Pair up any two characters from Hustle and send them to perform part of a con, and that scene will play out in largely the same way. But do the same in Leverage, and how you write the scene changes radically depending on whom you choose. A scene pairing Hardison and Elliot will play out very differently to one pairing Sophie and Parker. Every character works differently with, and reacts differently to, each of the others.

Secondly, giving your characters distinct skills allows you to push them outside their comfort zone. Parker has to grift, Hardison insists on running the con, Elliot plays weak and vulnerable – all dramatic gold. On the flip side of that, everyone has their ‘thing’, and we love to see them released to do it.

And finally, difference gives you conflict. Characters with different backgrounds do things differently, compete, argue, antagonize one another – and that’s the key to both comedy and drama.

Be smart with your bad guys.  Leverage knows how to handle bad guys. One of the most important things I learned from them came via their ‘Sterling Never Loses’ rule.  (Check the DVD commentaries for discussion of that one. Season two, I think. Yeah, I know that’s vague, but trust me, listen to the whole lot. You’ll learn more about writing TV than you would from a year in college.)

(Referring expression pointing data)
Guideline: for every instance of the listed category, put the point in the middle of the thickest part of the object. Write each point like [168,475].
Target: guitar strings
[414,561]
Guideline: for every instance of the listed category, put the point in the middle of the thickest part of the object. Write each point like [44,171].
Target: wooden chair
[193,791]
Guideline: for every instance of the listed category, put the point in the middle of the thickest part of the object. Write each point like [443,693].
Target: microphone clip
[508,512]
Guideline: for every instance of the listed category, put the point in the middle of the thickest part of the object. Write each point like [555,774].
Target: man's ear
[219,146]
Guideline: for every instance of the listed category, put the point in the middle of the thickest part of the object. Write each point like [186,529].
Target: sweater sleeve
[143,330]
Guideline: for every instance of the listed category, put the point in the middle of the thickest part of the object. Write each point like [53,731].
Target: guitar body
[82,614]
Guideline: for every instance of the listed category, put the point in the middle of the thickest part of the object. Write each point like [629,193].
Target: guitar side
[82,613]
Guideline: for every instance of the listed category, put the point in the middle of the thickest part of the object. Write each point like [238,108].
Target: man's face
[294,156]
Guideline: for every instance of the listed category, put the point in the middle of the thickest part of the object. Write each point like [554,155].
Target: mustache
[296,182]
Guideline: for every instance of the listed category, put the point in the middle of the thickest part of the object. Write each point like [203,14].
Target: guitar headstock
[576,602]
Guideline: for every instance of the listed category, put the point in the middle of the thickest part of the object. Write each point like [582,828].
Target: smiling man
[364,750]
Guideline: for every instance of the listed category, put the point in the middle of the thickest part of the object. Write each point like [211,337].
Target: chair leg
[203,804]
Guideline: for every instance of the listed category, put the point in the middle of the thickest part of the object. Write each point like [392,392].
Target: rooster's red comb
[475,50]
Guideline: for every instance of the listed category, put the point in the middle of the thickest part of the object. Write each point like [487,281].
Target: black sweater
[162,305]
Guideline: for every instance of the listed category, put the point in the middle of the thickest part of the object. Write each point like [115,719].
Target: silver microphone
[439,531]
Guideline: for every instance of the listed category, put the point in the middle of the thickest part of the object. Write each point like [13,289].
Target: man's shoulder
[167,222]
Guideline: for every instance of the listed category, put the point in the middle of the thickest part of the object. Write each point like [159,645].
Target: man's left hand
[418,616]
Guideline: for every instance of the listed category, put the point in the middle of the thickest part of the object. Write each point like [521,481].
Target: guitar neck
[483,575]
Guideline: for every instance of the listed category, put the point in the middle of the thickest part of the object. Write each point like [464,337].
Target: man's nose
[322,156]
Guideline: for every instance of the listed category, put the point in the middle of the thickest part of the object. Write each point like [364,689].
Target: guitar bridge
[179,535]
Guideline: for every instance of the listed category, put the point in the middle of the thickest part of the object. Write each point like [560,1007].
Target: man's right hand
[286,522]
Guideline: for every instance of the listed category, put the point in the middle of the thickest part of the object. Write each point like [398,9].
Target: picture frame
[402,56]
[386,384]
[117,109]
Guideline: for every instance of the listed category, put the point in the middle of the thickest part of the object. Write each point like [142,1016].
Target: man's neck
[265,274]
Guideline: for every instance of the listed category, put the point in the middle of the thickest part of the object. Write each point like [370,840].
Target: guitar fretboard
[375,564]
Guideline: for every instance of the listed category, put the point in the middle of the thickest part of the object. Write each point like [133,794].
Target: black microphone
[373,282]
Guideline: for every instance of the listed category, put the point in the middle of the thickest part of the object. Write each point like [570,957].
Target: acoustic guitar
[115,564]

__Assignment 1__
Answer these questions about the passage on Leverage.
(a) In which show does a scene play out in largely the same way no matter which two characters are paired?
(b) Which character has to grift?
(c) What rule is named in the section on bad guys?
__Assignment 2__
Return the part of the passage on Leverage from "And finally, difference" to "comedy and drama.", copying it word for word.
The entries come from a different source than the passage.

__Exercise solution 1__
(a) Hustle
(b) Parker
(c) The 'Sterling Never Loses' rule

__Exercise solution 2__
And finally, difference gives you conflict. Characters with different backgrounds do things differently, compete, argue, antagonize one another – and that’s the key to both comedy and drama.